- [BRIEF] Leave out every picture, then transcribe the rest of the listing exactly.

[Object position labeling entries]
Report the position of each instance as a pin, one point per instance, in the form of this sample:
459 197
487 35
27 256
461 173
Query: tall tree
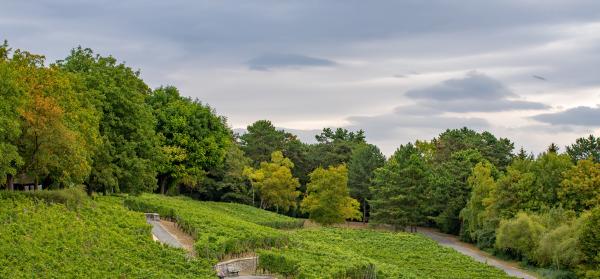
194 140
585 148
497 151
334 147
479 226
59 128
274 182
327 199
450 190
400 187
125 159
365 159
261 140
580 189
11 101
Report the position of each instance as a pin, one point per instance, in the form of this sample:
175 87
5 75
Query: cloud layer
401 70
580 116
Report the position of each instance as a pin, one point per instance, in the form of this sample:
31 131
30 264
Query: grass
220 229
349 253
40 237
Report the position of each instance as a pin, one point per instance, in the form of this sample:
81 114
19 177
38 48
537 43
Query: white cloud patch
579 116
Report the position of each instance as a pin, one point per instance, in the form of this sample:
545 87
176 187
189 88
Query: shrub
520 236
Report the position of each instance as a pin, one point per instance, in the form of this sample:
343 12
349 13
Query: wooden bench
231 270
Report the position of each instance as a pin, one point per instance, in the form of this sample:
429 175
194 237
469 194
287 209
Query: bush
559 248
520 236
590 238
102 239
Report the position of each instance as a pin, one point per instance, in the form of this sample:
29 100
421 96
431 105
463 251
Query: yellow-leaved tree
328 200
274 182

- [RESPONSE TO THIS TASK]
Report the position of each instance as a pin, one point per instance, in the form of this sample:
459 197
487 35
27 256
461 173
Query: tall tree
194 140
585 148
497 151
334 147
479 226
59 128
274 182
327 199
450 190
400 187
125 159
365 159
261 140
580 189
11 101
Report the position of each instance as a pin, one point per instance, in the form of this sample:
175 87
5 75
Query: cloud layer
401 70
580 116
Report the position of each instance as a pin, one point per instance, in the form of this sample:
31 131
30 264
Query: grass
220 229
349 253
40 237
Report the position of each instance as a pin, one point per instance, in the form of this sample:
81 114
19 177
38 48
537 43
Query: white cloud patch
579 116
Report the position of each instance as a pin, one point per instance, in the form of this sample:
545 87
176 187
189 88
Query: shrub
520 236
Report the position of each instance as a pin, one point per instance, in the form of this sample:
343 12
349 13
Query: wooden bench
231 270
Report the position of each instance as a pin, one point per instance, in the form of this sample:
429 175
194 237
469 194
287 209
Query: bush
559 248
520 236
590 238
102 239
Report the position of each instance as a pin, one point per instance, in the form of this sample:
29 100
421 96
431 105
463 251
Query: yellow-leaved tree
328 200
274 182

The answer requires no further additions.